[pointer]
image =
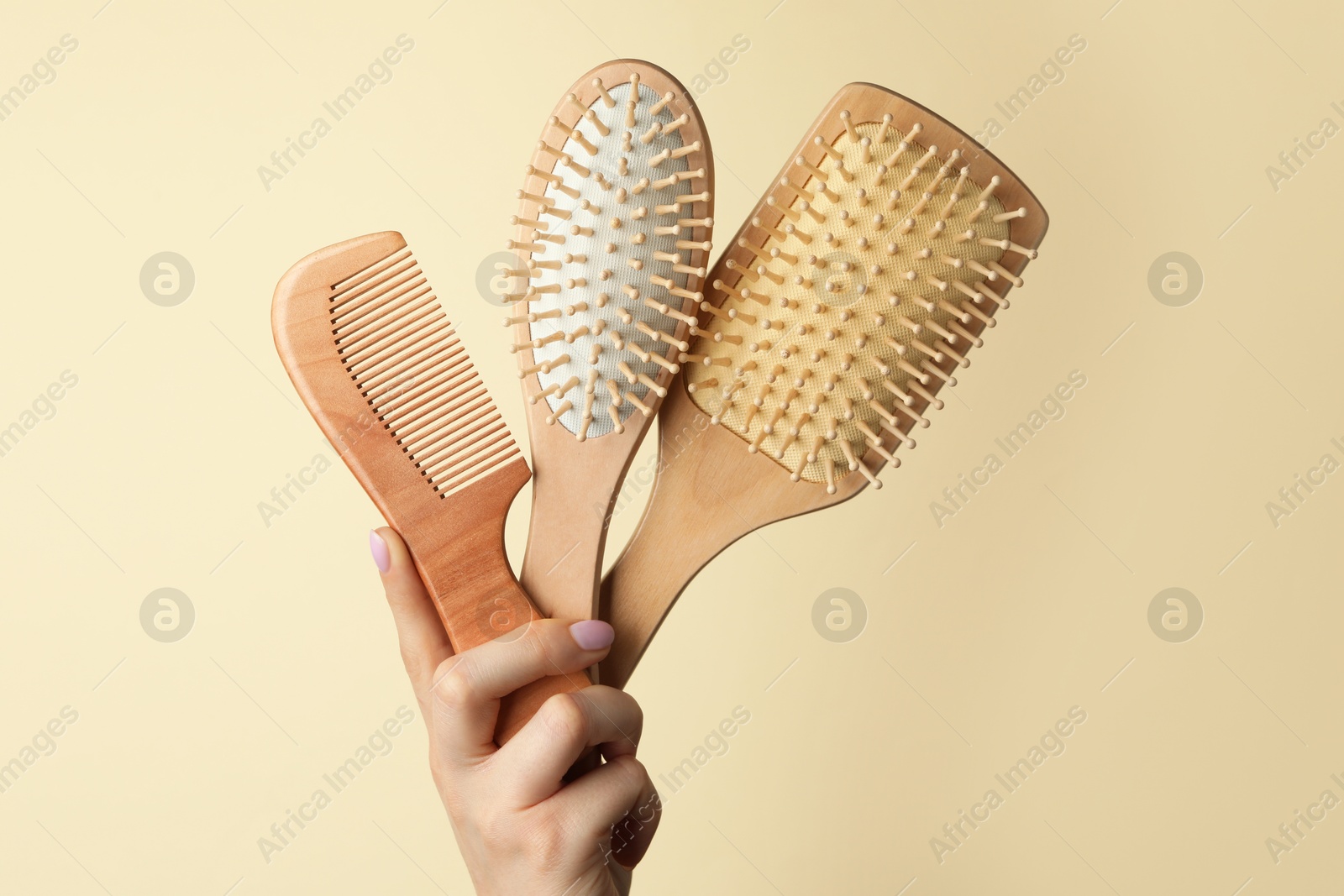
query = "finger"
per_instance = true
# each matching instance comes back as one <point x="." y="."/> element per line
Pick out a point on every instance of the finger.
<point x="616" y="805"/>
<point x="418" y="627"/>
<point x="468" y="687"/>
<point x="535" y="761"/>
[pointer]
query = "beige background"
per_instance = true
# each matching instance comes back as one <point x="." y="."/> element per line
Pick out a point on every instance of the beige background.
<point x="981" y="633"/>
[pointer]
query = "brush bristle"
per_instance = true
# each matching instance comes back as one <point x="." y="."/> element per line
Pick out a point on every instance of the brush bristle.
<point x="407" y="360"/>
<point x="867" y="280"/>
<point x="605" y="282"/>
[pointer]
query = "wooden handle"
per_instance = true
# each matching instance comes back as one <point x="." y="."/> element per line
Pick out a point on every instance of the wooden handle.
<point x="564" y="540"/>
<point x="479" y="600"/>
<point x="696" y="510"/>
<point x="487" y="616"/>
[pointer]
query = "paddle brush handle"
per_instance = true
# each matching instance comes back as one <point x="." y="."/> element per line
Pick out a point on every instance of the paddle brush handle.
<point x="690" y="519"/>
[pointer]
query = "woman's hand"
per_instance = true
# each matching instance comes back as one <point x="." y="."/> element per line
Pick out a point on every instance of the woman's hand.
<point x="522" y="829"/>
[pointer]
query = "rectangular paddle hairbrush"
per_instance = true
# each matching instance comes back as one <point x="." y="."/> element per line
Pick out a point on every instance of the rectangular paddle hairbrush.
<point x="382" y="371"/>
<point x="862" y="280"/>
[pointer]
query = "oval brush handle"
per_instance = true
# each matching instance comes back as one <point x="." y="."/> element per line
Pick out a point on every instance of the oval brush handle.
<point x="506" y="610"/>
<point x="679" y="533"/>
<point x="460" y="557"/>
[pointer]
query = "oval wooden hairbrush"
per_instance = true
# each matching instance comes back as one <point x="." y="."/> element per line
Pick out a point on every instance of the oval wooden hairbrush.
<point x="855" y="289"/>
<point x="382" y="371"/>
<point x="613" y="242"/>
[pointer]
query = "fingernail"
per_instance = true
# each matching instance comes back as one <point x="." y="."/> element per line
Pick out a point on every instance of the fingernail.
<point x="382" y="557"/>
<point x="593" y="634"/>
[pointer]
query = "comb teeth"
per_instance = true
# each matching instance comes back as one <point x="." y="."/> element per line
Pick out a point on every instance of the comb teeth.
<point x="840" y="316"/>
<point x="606" y="282"/>
<point x="401" y="349"/>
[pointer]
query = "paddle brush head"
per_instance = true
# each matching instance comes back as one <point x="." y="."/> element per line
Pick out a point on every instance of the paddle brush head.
<point x="870" y="269"/>
<point x="613" y="239"/>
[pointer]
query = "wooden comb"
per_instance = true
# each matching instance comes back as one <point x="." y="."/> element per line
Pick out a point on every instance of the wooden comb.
<point x="613" y="244"/>
<point x="382" y="371"/>
<point x="874" y="262"/>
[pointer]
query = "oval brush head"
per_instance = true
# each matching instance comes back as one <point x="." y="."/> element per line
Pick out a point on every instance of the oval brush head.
<point x="613" y="244"/>
<point x="874" y="268"/>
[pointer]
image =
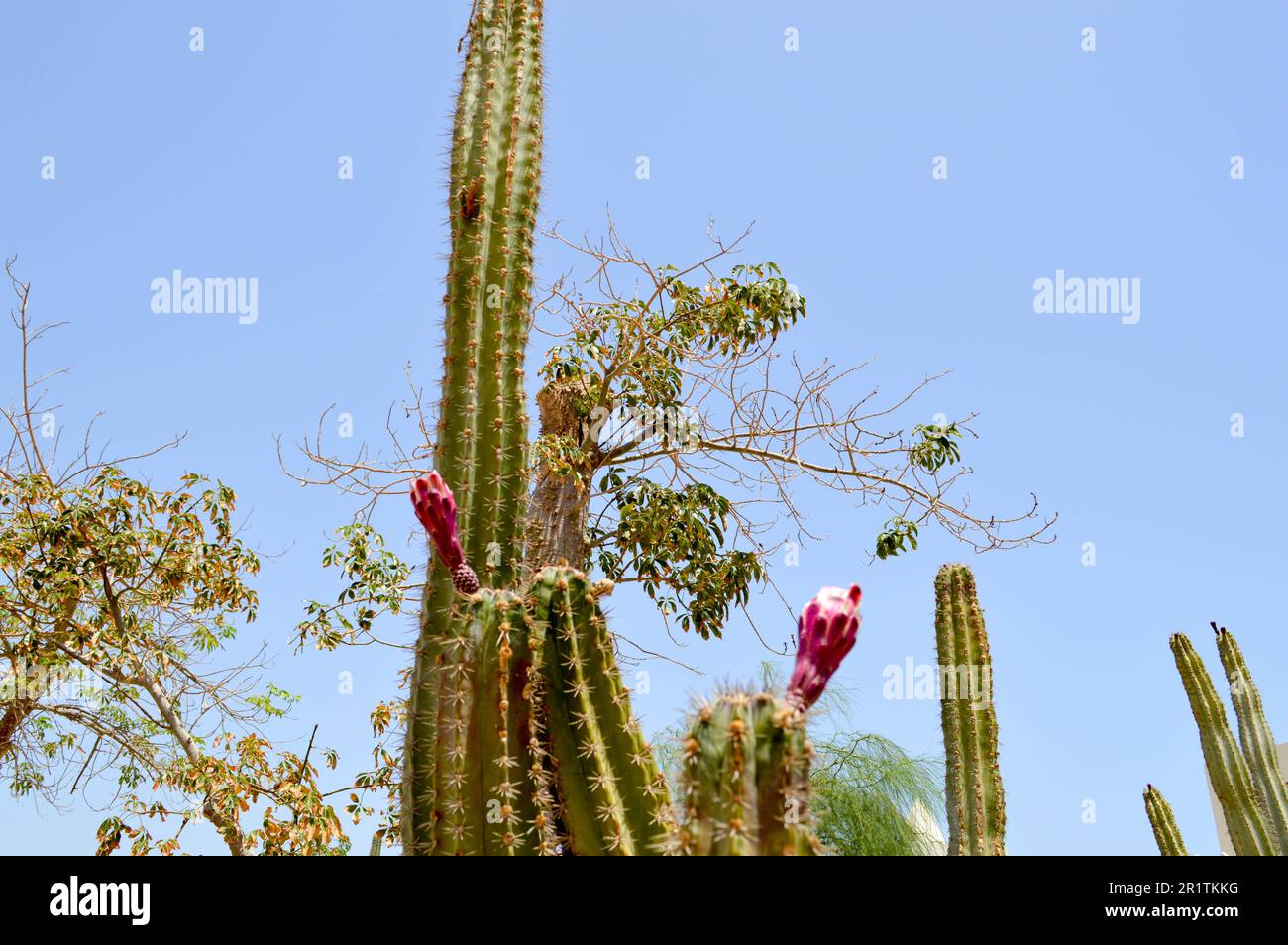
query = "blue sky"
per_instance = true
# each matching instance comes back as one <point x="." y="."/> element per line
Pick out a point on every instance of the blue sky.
<point x="1107" y="163"/>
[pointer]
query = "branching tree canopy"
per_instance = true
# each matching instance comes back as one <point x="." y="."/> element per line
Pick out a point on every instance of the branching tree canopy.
<point x="674" y="433"/>
<point x="116" y="599"/>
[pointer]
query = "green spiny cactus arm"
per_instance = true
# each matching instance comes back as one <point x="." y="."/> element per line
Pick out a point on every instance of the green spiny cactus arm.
<point x="746" y="779"/>
<point x="720" y="806"/>
<point x="492" y="204"/>
<point x="1227" y="766"/>
<point x="1257" y="740"/>
<point x="513" y="785"/>
<point x="977" y="808"/>
<point x="452" y="815"/>
<point x="784" y="755"/>
<point x="1166" y="832"/>
<point x="482" y="428"/>
<point x="612" y="793"/>
<point x="484" y="778"/>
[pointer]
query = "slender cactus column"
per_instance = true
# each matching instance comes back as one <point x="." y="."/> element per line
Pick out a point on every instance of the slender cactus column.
<point x="482" y="425"/>
<point x="977" y="807"/>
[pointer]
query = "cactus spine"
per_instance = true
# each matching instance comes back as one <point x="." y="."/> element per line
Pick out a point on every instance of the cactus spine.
<point x="746" y="779"/>
<point x="482" y="425"/>
<point x="1228" y="769"/>
<point x="977" y="807"/>
<point x="1166" y="832"/>
<point x="612" y="794"/>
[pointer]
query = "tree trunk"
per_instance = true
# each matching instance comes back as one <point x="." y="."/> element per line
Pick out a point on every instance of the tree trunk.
<point x="558" y="506"/>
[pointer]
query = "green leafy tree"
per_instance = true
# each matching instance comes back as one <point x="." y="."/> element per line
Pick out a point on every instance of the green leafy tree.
<point x="115" y="600"/>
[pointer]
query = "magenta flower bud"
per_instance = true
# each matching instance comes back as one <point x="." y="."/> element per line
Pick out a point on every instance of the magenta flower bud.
<point x="825" y="632"/>
<point x="436" y="507"/>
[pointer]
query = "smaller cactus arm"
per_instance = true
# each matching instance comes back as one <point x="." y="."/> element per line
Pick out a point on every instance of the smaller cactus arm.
<point x="719" y="781"/>
<point x="612" y="793"/>
<point x="1225" y="763"/>
<point x="1256" y="738"/>
<point x="515" y="810"/>
<point x="977" y="806"/>
<point x="746" y="779"/>
<point x="1166" y="832"/>
<point x="451" y="819"/>
<point x="784" y="755"/>
<point x="484" y="782"/>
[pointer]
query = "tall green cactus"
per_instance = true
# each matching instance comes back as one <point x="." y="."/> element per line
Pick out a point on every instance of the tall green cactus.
<point x="746" y="779"/>
<point x="485" y="774"/>
<point x="1166" y="832"/>
<point x="1256" y="738"/>
<point x="977" y="806"/>
<point x="482" y="426"/>
<point x="520" y="734"/>
<point x="612" y="794"/>
<point x="492" y="205"/>
<point x="1247" y="782"/>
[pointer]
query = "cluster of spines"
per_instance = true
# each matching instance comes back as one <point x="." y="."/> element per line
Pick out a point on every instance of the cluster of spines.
<point x="975" y="802"/>
<point x="610" y="791"/>
<point x="746" y="779"/>
<point x="1166" y="832"/>
<point x="1250" y="794"/>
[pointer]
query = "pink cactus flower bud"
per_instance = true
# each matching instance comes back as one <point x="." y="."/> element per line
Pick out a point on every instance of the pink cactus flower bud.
<point x="436" y="507"/>
<point x="825" y="632"/>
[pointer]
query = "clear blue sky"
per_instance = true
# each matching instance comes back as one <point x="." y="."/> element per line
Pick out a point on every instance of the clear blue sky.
<point x="1106" y="163"/>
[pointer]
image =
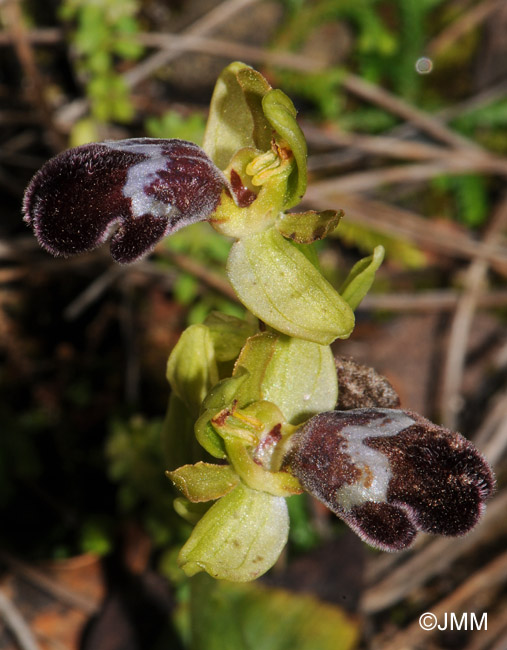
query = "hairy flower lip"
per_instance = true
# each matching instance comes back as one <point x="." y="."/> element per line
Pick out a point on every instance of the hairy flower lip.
<point x="143" y="189"/>
<point x="390" y="473"/>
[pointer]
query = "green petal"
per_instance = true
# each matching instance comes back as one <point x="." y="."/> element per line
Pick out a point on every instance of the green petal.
<point x="236" y="119"/>
<point x="307" y="227"/>
<point x="192" y="368"/>
<point x="204" y="481"/>
<point x="361" y="277"/>
<point x="219" y="398"/>
<point x="239" y="538"/>
<point x="278" y="284"/>
<point x="298" y="376"/>
<point x="281" y="114"/>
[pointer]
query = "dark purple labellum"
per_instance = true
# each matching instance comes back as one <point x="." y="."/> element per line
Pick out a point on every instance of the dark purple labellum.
<point x="137" y="190"/>
<point x="389" y="473"/>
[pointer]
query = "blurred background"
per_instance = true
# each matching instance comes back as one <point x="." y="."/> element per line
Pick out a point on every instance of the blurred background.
<point x="404" y="106"/>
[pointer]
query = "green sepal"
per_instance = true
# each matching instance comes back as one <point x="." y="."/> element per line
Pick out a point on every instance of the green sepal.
<point x="192" y="368"/>
<point x="278" y="284"/>
<point x="281" y="113"/>
<point x="219" y="398"/>
<point x="228" y="334"/>
<point x="204" y="481"/>
<point x="361" y="277"/>
<point x="190" y="512"/>
<point x="298" y="376"/>
<point x="178" y="439"/>
<point x="236" y="118"/>
<point x="307" y="227"/>
<point x="239" y="538"/>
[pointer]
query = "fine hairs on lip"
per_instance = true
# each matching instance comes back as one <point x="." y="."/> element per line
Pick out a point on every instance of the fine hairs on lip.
<point x="143" y="188"/>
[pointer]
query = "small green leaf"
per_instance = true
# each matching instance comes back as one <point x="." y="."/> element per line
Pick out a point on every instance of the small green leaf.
<point x="204" y="481"/>
<point x="280" y="112"/>
<point x="307" y="227"/>
<point x="298" y="376"/>
<point x="361" y="277"/>
<point x="239" y="538"/>
<point x="228" y="334"/>
<point x="192" y="368"/>
<point x="235" y="117"/>
<point x="280" y="286"/>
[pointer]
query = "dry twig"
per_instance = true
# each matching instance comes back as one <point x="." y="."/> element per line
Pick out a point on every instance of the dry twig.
<point x="16" y="624"/>
<point x="474" y="282"/>
<point x="489" y="578"/>
<point x="434" y="558"/>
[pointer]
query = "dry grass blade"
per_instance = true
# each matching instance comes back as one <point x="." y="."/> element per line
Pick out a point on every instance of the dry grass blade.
<point x="475" y="280"/>
<point x="489" y="578"/>
<point x="462" y="25"/>
<point x="40" y="580"/>
<point x="14" y="19"/>
<point x="427" y="301"/>
<point x="435" y="558"/>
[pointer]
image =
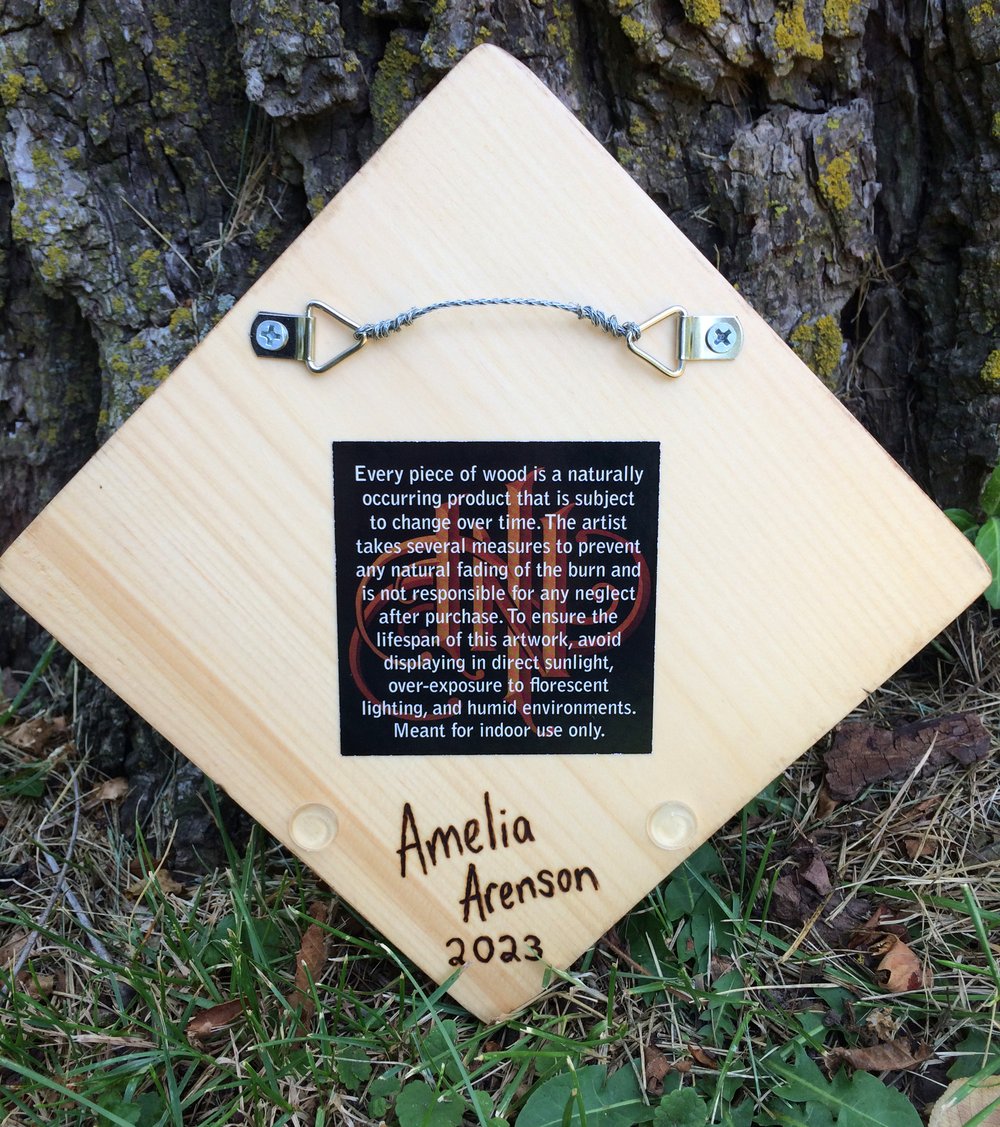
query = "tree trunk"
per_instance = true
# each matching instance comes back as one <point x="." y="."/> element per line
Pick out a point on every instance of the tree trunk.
<point x="838" y="159"/>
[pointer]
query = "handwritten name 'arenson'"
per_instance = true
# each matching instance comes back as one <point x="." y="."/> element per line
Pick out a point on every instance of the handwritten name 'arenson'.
<point x="483" y="899"/>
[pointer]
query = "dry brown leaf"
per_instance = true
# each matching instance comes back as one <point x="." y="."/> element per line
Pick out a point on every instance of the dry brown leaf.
<point x="11" y="949"/>
<point x="37" y="985"/>
<point x="164" y="878"/>
<point x="863" y="754"/>
<point x="891" y="1055"/>
<point x="701" y="1056"/>
<point x="213" y="1020"/>
<point x="310" y="961"/>
<point x="9" y="684"/>
<point x="899" y="968"/>
<point x="882" y="1023"/>
<point x="111" y="790"/>
<point x="657" y="1066"/>
<point x="35" y="737"/>
<point x="825" y="802"/>
<point x="919" y="846"/>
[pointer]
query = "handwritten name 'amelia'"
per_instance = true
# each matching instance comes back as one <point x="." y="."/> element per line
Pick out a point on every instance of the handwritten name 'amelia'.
<point x="493" y="832"/>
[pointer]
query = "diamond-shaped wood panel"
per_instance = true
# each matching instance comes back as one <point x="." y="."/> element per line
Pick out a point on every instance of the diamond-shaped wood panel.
<point x="493" y="622"/>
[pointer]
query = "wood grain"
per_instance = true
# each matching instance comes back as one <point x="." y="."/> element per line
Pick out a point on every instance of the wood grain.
<point x="189" y="564"/>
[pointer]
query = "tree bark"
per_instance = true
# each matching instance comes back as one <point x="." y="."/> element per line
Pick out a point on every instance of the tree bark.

- _Task prompt_
State how many lines of the material contain the word "slender", giving only the number.

- _The answer_
2